▶ [WHAT YOU HAVE TO DO]:
Only the count should appear in your answer: how many lines of the data below contain the word "dormer"?

▶ [MATERIAL PROVIDED]:
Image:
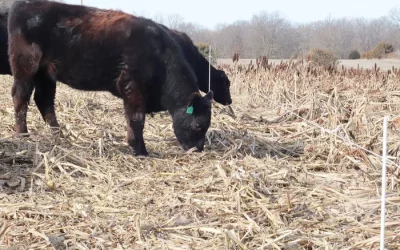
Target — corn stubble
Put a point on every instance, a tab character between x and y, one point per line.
268	179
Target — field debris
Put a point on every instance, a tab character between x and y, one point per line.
268	178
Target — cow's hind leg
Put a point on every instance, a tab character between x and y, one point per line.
45	92
21	93
24	61
135	112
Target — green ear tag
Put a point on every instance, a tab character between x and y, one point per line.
190	110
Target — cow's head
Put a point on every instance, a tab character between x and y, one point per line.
192	121
221	87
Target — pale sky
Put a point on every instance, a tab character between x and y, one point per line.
209	13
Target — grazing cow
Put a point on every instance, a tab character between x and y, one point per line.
220	83
102	50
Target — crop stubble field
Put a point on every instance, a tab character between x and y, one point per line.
268	178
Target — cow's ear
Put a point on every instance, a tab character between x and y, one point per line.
209	96
194	99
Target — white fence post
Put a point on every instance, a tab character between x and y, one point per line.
383	196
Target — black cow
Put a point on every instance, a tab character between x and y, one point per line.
102	50
4	65
219	83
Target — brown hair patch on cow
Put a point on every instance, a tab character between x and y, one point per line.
23	56
106	23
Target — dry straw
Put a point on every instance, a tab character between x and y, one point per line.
267	180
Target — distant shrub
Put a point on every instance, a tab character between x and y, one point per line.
204	49
322	57
380	51
354	54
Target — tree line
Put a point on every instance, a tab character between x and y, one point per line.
270	34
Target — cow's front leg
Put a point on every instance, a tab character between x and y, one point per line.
135	112
45	92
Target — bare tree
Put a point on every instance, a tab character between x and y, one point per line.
394	15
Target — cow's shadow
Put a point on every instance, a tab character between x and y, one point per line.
239	144
17	162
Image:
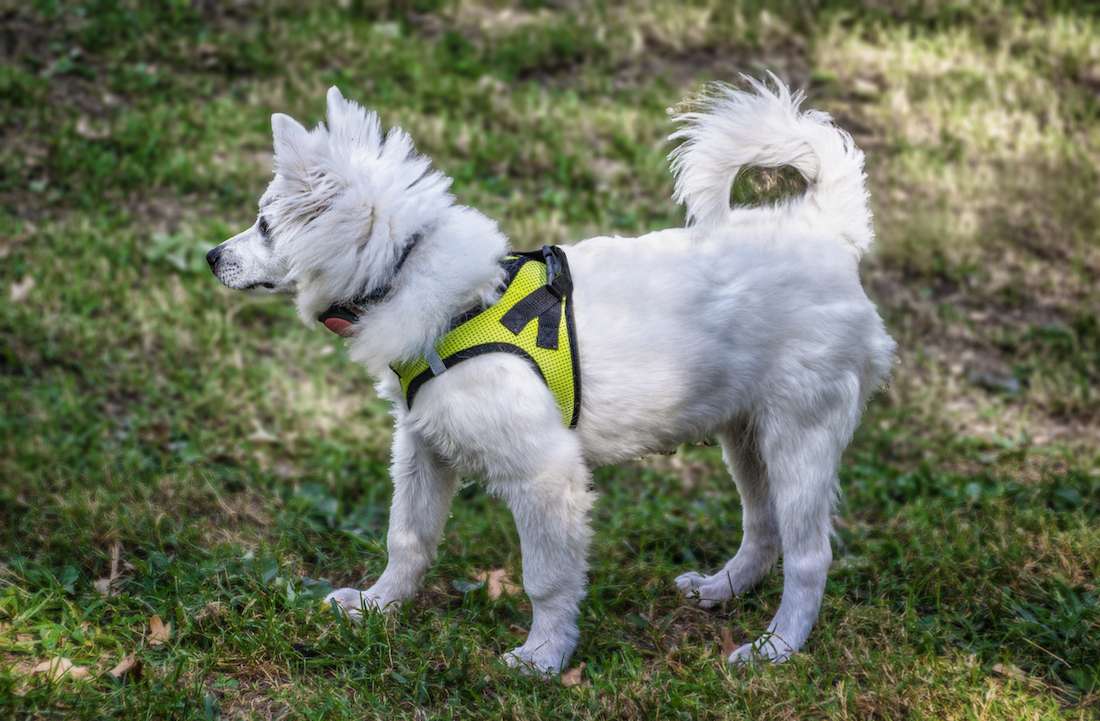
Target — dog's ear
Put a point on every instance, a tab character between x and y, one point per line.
350	124
290	141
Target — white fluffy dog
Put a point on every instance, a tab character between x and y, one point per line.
748	325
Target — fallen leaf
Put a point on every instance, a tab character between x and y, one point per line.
573	676
21	288
498	582
158	631
57	668
727	643
86	128
128	664
211	610
261	435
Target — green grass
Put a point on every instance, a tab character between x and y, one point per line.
238	461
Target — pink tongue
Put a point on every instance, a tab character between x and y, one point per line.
339	326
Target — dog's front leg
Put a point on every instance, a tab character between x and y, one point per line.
422	492
551	513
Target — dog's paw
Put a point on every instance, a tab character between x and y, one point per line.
541	661
706	590
767	648
355	603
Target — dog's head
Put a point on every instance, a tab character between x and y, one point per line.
344	203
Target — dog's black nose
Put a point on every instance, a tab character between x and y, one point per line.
213	255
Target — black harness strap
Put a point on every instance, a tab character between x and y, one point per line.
545	303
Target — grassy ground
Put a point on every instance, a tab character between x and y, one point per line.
230	463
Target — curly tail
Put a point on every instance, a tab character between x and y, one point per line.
765	128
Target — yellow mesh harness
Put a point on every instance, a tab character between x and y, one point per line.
534	319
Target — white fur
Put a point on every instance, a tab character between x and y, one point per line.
749	326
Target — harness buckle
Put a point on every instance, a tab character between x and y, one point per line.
558	282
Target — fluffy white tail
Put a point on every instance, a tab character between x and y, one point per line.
765	128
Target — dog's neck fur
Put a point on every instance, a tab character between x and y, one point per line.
455	265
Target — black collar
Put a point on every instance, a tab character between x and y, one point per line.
339	317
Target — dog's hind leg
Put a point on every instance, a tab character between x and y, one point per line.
801	450
424	489
551	513
760	536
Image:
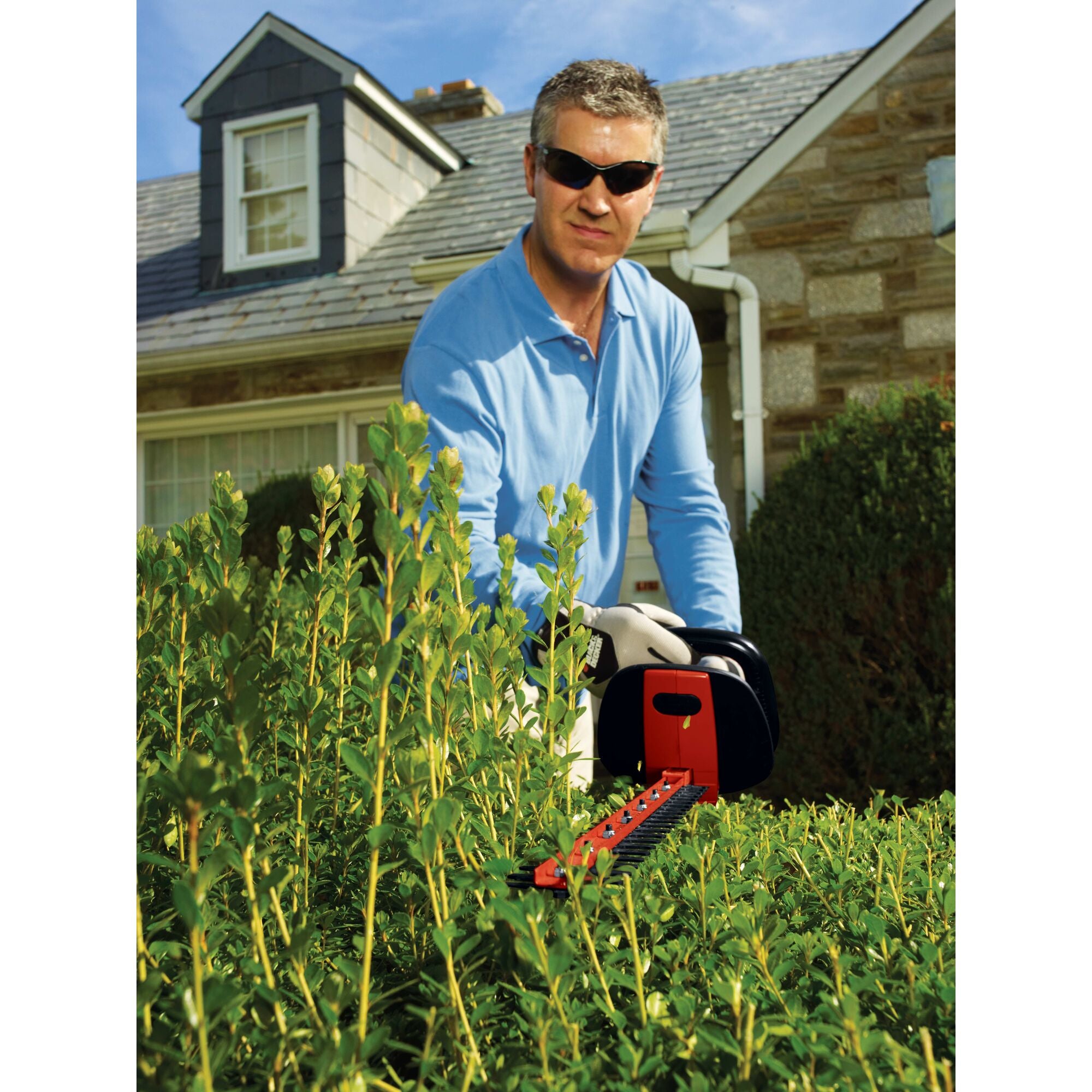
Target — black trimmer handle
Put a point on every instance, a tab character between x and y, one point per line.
723	643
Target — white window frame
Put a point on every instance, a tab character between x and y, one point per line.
236	258
347	408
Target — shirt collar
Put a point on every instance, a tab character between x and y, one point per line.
538	317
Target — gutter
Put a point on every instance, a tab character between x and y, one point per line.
751	354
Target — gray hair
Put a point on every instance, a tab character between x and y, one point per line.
607	89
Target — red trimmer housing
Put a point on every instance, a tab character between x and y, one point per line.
686	734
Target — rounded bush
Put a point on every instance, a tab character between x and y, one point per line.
847	578
288	501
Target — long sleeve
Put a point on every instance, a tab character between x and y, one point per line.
689	526
461	417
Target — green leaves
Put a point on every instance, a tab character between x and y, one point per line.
758	933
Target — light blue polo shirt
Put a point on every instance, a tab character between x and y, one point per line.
528	405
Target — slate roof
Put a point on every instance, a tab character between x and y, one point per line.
718	124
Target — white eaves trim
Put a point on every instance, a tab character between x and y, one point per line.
352	78
792	141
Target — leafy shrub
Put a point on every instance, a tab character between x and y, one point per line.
288	501
848	585
328	806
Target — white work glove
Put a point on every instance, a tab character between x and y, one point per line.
623	636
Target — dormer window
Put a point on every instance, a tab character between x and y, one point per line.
271	189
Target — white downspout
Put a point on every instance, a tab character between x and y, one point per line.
751	358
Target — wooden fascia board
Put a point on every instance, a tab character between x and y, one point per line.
195	420
792	141
277	350
352	78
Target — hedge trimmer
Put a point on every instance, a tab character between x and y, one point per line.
686	734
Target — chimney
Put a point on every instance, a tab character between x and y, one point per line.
457	102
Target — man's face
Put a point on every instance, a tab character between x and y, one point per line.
586	232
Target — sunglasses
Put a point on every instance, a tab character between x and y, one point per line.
576	172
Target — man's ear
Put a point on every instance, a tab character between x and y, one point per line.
529	169
654	186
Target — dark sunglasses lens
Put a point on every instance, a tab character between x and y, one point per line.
627	177
567	169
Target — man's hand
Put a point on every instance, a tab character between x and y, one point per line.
623	636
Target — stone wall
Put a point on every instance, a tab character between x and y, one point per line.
856	293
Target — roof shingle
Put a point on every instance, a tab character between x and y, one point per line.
718	124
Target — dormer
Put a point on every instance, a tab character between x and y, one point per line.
306	160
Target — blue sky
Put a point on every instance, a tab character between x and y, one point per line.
512	49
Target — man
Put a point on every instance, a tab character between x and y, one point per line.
560	362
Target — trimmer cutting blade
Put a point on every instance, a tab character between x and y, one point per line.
686	733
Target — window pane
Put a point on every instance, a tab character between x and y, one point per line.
252	163
192	459
256	212
159	506
224	453
289	450
275	145
363	448
193	498
323	446
275	174
256	454
294	170
159	460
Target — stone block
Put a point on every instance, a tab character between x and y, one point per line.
916	69
915	120
789	376
844	372
886	157
868	102
876	256
942	88
856	191
773	206
893	220
854	294
930	329
802	234
777	275
814	159
865	394
856	126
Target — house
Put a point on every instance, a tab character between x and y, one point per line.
279	287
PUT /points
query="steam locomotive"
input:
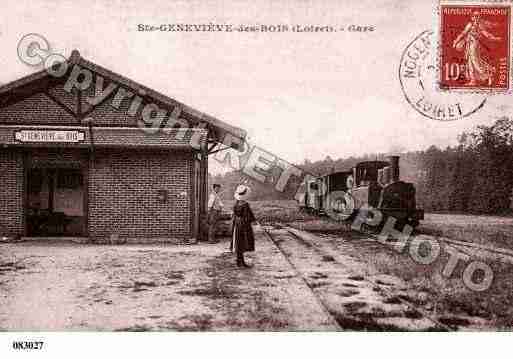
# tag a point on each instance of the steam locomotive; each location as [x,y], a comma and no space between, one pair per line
[374,184]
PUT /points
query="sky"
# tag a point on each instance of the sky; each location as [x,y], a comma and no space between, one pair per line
[298,95]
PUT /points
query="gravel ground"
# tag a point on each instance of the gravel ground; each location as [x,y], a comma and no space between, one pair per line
[66,286]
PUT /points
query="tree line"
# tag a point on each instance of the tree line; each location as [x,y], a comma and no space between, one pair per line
[475,176]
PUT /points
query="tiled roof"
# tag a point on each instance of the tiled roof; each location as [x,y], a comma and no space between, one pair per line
[222,128]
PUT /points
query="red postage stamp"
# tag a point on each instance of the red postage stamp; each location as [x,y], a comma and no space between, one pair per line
[475,47]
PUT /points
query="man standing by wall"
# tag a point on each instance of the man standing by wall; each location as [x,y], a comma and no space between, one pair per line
[215,207]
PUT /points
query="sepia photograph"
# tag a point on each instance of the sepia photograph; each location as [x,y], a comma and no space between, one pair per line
[272,167]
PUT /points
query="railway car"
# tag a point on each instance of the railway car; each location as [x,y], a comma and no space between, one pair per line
[375,184]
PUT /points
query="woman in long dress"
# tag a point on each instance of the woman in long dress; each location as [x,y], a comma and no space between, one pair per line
[243,239]
[470,40]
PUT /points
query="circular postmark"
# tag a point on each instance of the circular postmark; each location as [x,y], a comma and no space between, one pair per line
[418,76]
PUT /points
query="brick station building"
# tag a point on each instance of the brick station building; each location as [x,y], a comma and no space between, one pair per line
[77,164]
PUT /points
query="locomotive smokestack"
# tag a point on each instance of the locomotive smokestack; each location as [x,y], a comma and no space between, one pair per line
[394,164]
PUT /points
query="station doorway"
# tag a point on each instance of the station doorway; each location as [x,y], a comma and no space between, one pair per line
[55,202]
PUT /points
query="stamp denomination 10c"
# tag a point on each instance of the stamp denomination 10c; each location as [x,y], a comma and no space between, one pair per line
[475,47]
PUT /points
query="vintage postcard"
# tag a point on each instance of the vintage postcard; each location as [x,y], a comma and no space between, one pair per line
[241,166]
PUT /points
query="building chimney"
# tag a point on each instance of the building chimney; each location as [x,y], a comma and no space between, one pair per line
[394,164]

▶ [WRITTEN RESPONSE]:
2